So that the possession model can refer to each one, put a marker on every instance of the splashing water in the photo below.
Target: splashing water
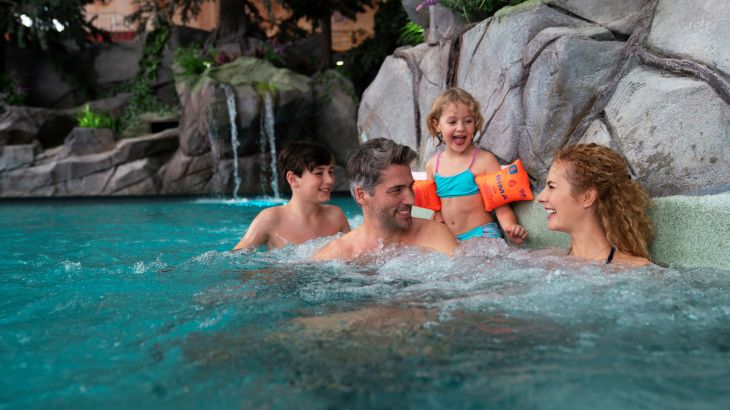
(140, 303)
(267, 138)
(231, 104)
——
Task directions – Print out the whole listing word for word. Leave the pictures out.

Written answer –
So that the possession model can refer to each one, put a marker on every instance of the splashing water in the photo below.
Target: splashing water
(140, 303)
(267, 138)
(231, 104)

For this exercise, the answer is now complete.